··· Textauszug

Große Vertikal-Windkraftanlage erstmals im Praxistest

Aufbau einer Windkraftanlage mit vertikal angeordneten Rotoblättern auf dem Windtestfeld - rechts weitere "normale" Windkraftanlagen und links im Hintergrund ein KohlekraftwerkFoto: Agile Wind Power AG
Vertikal-Windkraftanlagen stoßen zunehmend auf Interesse, um im unternehmerischen Bereich zur Deckung der Eigentromversorgung beizutragen. Nun erprobt die Agile Wind Power AG erstmals eine solche Anlage im Windtestzentrum Grevenbroich.

Anfang September hat es die Schweizer Firma Agile Wind Power AG geschafft. Sie hat ihre Vertikal-Windkraftanlage mit einer Leistung von 750 kW auf dem Windtestfeld errichtet. Nach Unternehmensangaben ist die „Vertical Sky A32“, so die offizielle Typenbezeichnung, der weltweit größte Vertikalachser, der einen Zertifizierungsprozess durchläuft. 

Verspäteter Start

Ursprünglich hätte die neue Anlage bereits seit vergangenem Spätherbst im Testbetrieb sein sollen. Beim Aufbau der „Vertical Sky A32“ war es aber immer wieder zu Verzögerungen gekommen. Zuletzt haben dies die Corona-Pandemie und im August insbesondere zu starke Winde bei der Blattmontage verursacht. Die Anlage steht auf dem 105 Meter hohen Gittermast und hat einen Rotordurchmesser von 32 Metern.

······
··· Gegebene Daten

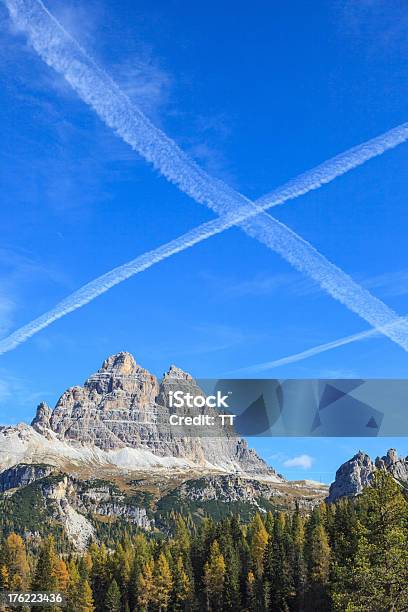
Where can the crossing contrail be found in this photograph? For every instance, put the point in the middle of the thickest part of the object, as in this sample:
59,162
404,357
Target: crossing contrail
95,87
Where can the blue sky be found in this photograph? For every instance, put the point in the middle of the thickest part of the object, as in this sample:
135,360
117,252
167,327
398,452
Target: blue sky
256,95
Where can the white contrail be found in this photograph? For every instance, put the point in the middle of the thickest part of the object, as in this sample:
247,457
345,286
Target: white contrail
316,350
96,88
103,283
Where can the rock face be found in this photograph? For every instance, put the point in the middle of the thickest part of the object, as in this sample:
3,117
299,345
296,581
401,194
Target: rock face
355,474
123,411
22,475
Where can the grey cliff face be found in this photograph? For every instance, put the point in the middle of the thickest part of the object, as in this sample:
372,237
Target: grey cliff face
122,405
354,475
23,475
42,418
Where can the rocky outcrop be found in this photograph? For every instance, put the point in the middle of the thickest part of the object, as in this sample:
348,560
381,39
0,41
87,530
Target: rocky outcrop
397,466
354,475
121,415
23,475
41,421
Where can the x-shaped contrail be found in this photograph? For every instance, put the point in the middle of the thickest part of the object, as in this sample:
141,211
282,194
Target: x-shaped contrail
96,88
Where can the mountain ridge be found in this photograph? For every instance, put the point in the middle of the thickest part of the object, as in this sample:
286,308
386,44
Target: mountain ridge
119,417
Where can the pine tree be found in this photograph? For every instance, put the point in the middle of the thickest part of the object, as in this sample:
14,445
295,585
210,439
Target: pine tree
163,583
84,601
251,598
214,577
145,586
297,561
44,577
258,544
61,575
319,559
112,598
378,581
15,557
182,590
4,578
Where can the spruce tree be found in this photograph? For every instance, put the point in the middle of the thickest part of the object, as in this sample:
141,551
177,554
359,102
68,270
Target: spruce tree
112,598
163,583
214,578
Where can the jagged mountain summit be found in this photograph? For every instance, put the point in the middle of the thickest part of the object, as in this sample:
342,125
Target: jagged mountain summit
356,473
115,420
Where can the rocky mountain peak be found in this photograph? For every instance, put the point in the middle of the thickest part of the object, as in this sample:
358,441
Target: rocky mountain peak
41,421
176,373
123,409
355,474
122,363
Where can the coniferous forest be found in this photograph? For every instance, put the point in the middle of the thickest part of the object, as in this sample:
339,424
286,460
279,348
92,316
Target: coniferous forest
351,556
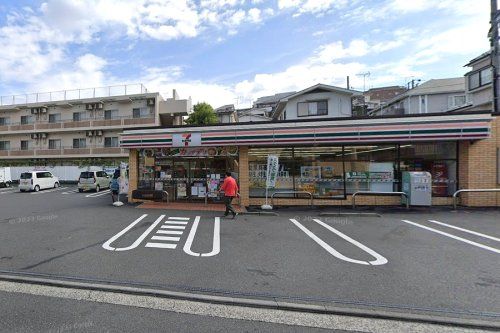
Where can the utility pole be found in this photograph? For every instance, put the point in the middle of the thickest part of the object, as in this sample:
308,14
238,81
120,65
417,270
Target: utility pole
495,61
364,75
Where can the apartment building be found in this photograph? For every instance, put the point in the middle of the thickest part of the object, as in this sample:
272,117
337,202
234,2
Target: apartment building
82,126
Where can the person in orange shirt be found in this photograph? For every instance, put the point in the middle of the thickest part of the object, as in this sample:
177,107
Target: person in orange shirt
230,189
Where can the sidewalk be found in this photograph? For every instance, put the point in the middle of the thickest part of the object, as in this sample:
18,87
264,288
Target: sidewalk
189,206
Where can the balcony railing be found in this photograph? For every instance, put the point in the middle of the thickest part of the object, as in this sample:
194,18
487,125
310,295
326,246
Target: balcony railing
75,94
63,151
69,123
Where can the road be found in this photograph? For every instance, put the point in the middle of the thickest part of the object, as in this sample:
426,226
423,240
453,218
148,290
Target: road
411,262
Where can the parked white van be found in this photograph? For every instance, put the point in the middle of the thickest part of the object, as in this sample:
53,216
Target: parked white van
37,180
5,177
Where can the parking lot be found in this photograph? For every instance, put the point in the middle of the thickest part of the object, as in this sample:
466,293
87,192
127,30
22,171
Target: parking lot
434,261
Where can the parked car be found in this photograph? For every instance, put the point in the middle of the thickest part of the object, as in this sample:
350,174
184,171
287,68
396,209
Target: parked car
37,180
5,177
93,180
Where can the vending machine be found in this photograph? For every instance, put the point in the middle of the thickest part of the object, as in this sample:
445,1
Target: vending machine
418,187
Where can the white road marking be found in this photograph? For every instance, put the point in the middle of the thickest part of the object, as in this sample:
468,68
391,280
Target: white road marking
97,194
380,260
216,239
161,245
173,227
49,191
138,241
466,230
165,238
175,222
492,249
169,232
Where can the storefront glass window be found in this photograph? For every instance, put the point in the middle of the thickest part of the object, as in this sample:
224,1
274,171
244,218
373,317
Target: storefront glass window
440,159
370,168
319,170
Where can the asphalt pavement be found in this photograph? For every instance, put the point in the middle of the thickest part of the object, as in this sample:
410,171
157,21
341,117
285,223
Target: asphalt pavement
422,261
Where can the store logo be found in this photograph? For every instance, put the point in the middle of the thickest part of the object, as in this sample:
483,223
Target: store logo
186,139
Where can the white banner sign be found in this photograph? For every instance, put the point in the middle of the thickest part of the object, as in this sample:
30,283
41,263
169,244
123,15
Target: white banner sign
186,140
272,171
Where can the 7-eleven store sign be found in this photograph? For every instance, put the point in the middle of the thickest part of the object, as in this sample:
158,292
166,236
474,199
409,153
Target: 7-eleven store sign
186,140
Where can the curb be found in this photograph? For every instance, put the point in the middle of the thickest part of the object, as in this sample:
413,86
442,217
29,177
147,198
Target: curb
349,214
257,303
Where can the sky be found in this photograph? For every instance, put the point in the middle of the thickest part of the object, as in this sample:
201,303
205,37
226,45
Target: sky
233,51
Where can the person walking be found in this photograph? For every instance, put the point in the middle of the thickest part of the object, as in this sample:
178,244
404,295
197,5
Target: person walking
230,189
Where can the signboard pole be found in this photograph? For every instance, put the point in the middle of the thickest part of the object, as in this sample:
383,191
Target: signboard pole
271,175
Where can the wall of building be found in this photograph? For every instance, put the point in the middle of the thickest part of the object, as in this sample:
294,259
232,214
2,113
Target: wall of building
339,105
478,168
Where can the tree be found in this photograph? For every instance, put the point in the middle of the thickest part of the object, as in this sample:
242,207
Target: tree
203,114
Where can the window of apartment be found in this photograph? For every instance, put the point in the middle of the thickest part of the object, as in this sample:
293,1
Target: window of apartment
111,142
317,108
110,114
4,121
480,78
54,118
455,101
25,145
4,145
54,144
140,112
79,143
25,120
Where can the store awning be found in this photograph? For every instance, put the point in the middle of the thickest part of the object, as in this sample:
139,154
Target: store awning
437,127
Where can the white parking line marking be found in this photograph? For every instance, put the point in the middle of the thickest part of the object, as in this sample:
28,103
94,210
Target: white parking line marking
215,244
172,227
49,191
380,260
169,232
161,245
175,222
138,241
165,238
465,230
492,249
97,194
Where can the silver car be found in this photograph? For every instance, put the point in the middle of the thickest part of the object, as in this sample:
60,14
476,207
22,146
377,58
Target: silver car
93,180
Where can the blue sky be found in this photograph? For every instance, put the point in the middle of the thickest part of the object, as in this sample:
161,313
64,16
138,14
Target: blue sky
232,51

······

▶ **Aufgaben**
1 - Benenne im Bericht über die Vertikal-Windkraftanlage „Windtestfeld“ in „Versuchsgelände“ um und gib dabei den Abschnitt von „Große Vertikal-Windkraftanlage erstmals“ bis einschließlich „einen Zertifizierungsprozess durchläuft.“ wieder.
2 - Warum ging die neue Anlage laut dem Bericht über die Vertikal-Windkraftanlage später als geplant in den Testbetrieb?
3 - Welchen Rotordurchmesser hat die „Vertical Sky A32“ laut dem Bericht über die Vertikal-Windkraftanlage?

▶ **Deine Antworten**
1 -
Große Vertikal-Windkraftanlage erstmals im Praxistest

Aufbau einer Windkraftanlage mit vertikal angeordneten Rotoblättern auf dem Versuchsgelände - rechts weitere "normale" Windkraftanlagen und links im Hintergrund ein KohlekraftwerkFoto: Agile Wind Power AG
Vertikal-Windkraftanlagen stoßen zunehmend auf Interesse, um im unternehmerischen Bereich zur Deckung der Eigentromversorgung beizutragen. Nun erprobt die Agile Wind Power AG erstmals eine solche Anlage im Windtestzentrum Grevenbroich.

Anfang September hat es die Schweizer Firma Agile Wind Power AG geschafft. Sie hat ihre Vertikal-Windkraftanlage mit einer Leistung von 750 kW auf dem Versuchsgelände errichtet. Nach Unternehmensangaben ist die „Vertical Sky A32“, so die offizielle Typenbezeichnung, der weltweit größte Vertikalachser, der einen Zertifizierungsprozess durchläuft.

2 - Beim Aufbau der „Vertical Sky A32“ kam es immer wieder zu Verzögerungen. Zuletzt verursachten diese die Corona-Pandemie und im August vor allem zu starke Winde bei der Blattmontage.

3 - 32 Meter.